• Consegna a
Secondo la recensione, dove trascorre la vacanza il gruppo invece che a Courmayeur?

• Recensione
Lo sguardo sulla piccola Alma e sui suoi fratelli non è mai banale. Fin dall'incipit, ambientato in chiesa durante una funzione greco-ortodossa, Magari denuncia l'ambizione di voler fondere realismo e surrealismo. La fantasia di Alma si concretizza visivamente in piccoli quadri che costellano il film in cui la ragazzina sogna costantemente un nuovo matrimonio per i genitori, ma anche per sé e per chi la circonda. Nel tentativo di evitare ogni ridondanza, Ginevra Elkann lascia che a parlare siano, più delle parole, le immagini. Così abbondano i primi piani insistiti sul volto di Alma e dei suoi fratelli a raccontare i loro sentimenti e la loro inquietudine mentre la telecamera danza senza sosta da un personaggio all'altro, da una stanza all'altra della casa di Sabaudia dove il gruppo finisce per trascorrere la vacanza invece che nella ben più costosa Courmayeur. A questa vivacità visiva corrisponde un dinamismo linguistico inedito per un film italiano, con il costante passaggio dall'italiano al francese e in più sprazzi di inglese e russo. Il tutto nel tentativo di restituire l'energia dell'infanzia, in questo caso infanzia decisamente speciale.

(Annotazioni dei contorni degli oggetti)
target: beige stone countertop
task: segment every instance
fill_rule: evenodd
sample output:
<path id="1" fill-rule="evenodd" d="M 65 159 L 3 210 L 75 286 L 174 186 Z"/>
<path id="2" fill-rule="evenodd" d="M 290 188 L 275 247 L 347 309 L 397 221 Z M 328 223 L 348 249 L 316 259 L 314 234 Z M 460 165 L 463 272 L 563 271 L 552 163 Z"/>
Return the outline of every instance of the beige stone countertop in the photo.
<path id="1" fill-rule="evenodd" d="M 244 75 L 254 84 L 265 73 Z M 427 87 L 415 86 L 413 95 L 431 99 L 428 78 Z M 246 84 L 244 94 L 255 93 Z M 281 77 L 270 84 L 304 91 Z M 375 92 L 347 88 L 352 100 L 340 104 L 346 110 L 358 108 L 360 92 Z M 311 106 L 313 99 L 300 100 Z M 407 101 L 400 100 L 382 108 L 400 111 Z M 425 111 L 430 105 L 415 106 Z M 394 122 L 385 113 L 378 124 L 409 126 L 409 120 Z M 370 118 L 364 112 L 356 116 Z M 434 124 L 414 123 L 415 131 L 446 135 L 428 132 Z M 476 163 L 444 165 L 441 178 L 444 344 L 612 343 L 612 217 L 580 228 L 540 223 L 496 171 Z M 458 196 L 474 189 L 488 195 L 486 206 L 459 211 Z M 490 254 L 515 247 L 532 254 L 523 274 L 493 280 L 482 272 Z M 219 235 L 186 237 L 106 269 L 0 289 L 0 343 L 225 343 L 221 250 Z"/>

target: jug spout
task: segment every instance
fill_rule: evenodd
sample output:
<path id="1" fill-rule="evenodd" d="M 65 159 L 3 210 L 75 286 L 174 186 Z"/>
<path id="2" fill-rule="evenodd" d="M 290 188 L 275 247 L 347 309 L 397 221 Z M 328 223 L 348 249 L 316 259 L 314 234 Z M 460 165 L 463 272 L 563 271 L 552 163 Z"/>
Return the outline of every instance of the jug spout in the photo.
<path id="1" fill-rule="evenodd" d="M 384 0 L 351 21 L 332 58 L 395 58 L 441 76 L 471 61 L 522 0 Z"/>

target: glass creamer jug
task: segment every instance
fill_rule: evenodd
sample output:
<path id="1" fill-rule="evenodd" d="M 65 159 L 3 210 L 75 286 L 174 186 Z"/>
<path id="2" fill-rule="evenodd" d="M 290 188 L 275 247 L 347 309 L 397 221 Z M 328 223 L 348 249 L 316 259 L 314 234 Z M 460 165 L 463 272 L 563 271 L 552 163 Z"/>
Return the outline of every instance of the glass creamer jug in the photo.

• Consegna b
Mostra, copiandole per intero, tutte le righe dei record in cui compare la stringa "target".

• Risultato a
Nella casa di Sabaudia.

• Risultato b
target: beige stone countertop
target: jug spout
target: glass creamer jug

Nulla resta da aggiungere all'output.